[Start The input]
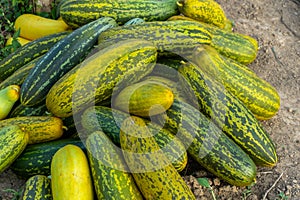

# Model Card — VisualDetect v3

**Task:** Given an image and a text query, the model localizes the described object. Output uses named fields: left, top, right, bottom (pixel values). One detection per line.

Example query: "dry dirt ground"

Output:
left=0, top=0, right=300, bottom=200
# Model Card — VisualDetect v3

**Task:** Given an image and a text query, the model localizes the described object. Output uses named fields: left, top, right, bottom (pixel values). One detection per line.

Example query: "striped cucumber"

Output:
left=81, top=106, right=187, bottom=171
left=20, top=175, right=52, bottom=200
left=0, top=32, right=70, bottom=81
left=168, top=15, right=258, bottom=64
left=9, top=103, right=48, bottom=118
left=20, top=17, right=117, bottom=106
left=51, top=144, right=94, bottom=200
left=0, top=56, right=41, bottom=89
left=60, top=0, right=179, bottom=27
left=177, top=0, right=227, bottom=28
left=0, top=116, right=63, bottom=144
left=156, top=99, right=256, bottom=186
left=10, top=138, right=86, bottom=179
left=98, top=21, right=212, bottom=54
left=0, top=85, right=20, bottom=120
left=123, top=17, right=145, bottom=26
left=0, top=125, right=29, bottom=173
left=46, top=40, right=157, bottom=117
left=86, top=131, right=143, bottom=200
left=120, top=116, right=196, bottom=199
left=179, top=63, right=277, bottom=167
left=112, top=81, right=174, bottom=117
left=194, top=46, right=280, bottom=120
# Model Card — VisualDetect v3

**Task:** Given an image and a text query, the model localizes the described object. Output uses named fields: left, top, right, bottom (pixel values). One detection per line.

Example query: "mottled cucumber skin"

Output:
left=112, top=81, right=174, bottom=117
left=0, top=125, right=29, bottom=173
left=98, top=21, right=212, bottom=55
left=51, top=144, right=94, bottom=200
left=86, top=131, right=143, bottom=200
left=120, top=116, right=195, bottom=199
left=123, top=17, right=145, bottom=26
left=60, top=0, right=179, bottom=27
left=0, top=32, right=70, bottom=82
left=156, top=99, right=256, bottom=186
left=168, top=15, right=258, bottom=64
left=179, top=63, right=278, bottom=167
left=46, top=40, right=157, bottom=117
left=20, top=175, right=52, bottom=200
left=177, top=0, right=227, bottom=28
left=0, top=56, right=42, bottom=90
left=20, top=17, right=117, bottom=106
left=0, top=116, right=63, bottom=144
left=194, top=46, right=280, bottom=120
left=9, top=103, right=48, bottom=118
left=10, top=138, right=86, bottom=179
left=80, top=106, right=188, bottom=171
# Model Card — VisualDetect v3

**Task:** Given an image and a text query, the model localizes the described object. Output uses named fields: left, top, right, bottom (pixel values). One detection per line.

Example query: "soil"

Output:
left=0, top=0, right=300, bottom=200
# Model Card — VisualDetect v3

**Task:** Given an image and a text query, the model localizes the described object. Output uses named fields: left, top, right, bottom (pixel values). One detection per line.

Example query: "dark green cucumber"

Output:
left=10, top=138, right=85, bottom=179
left=98, top=20, right=257, bottom=63
left=81, top=106, right=187, bottom=171
left=46, top=40, right=157, bottom=117
left=168, top=16, right=258, bottom=64
left=20, top=17, right=117, bottom=106
left=0, top=32, right=70, bottom=81
left=120, top=116, right=196, bottom=200
left=156, top=100, right=256, bottom=186
left=60, top=0, right=178, bottom=27
left=98, top=21, right=212, bottom=55
left=20, top=175, right=52, bottom=200
left=193, top=45, right=280, bottom=120
left=86, top=131, right=143, bottom=200
left=179, top=63, right=277, bottom=166
left=0, top=56, right=42, bottom=90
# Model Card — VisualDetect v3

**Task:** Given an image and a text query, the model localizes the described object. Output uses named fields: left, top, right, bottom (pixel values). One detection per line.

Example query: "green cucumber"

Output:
left=120, top=116, right=196, bottom=200
left=156, top=99, right=256, bottom=186
left=60, top=0, right=178, bottom=27
left=46, top=40, right=157, bottom=117
left=20, top=175, right=52, bottom=200
left=10, top=138, right=86, bottom=179
left=20, top=17, right=117, bottom=106
left=81, top=106, right=187, bottom=171
left=0, top=32, right=70, bottom=81
left=0, top=125, right=29, bottom=173
left=194, top=45, right=280, bottom=120
left=86, top=131, right=143, bottom=200
left=179, top=60, right=278, bottom=167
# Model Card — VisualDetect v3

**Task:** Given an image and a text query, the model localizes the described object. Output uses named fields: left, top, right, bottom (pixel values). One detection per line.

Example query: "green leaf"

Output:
left=197, top=178, right=210, bottom=188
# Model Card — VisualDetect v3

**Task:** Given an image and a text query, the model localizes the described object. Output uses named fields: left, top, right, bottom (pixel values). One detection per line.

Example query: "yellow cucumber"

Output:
left=120, top=116, right=195, bottom=200
left=0, top=125, right=28, bottom=173
left=0, top=85, right=20, bottom=120
left=14, top=14, right=69, bottom=40
left=177, top=0, right=227, bottom=28
left=113, top=81, right=174, bottom=117
left=46, top=40, right=157, bottom=117
left=86, top=131, right=143, bottom=200
left=0, top=116, right=63, bottom=144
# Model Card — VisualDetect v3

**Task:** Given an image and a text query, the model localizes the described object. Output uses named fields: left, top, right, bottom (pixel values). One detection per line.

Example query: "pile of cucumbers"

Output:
left=0, top=0, right=280, bottom=199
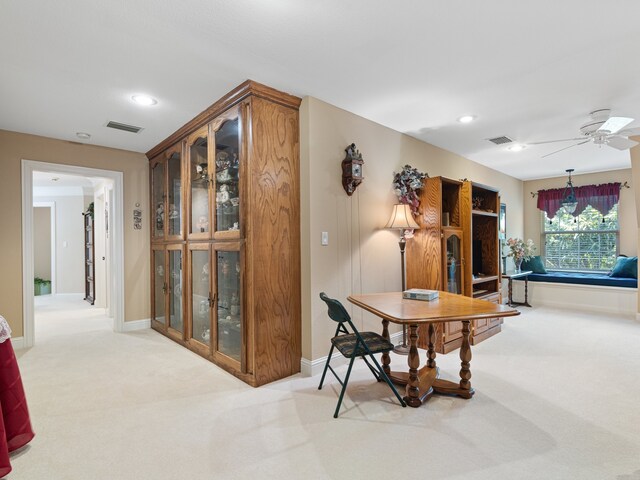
[End The input]
Exercise description => Copy out every line in the records above that contains the word "green".

Task answer =>
Example query: "dark green cucumber"
Example query: "green cucumber"
Example query: "green leaf"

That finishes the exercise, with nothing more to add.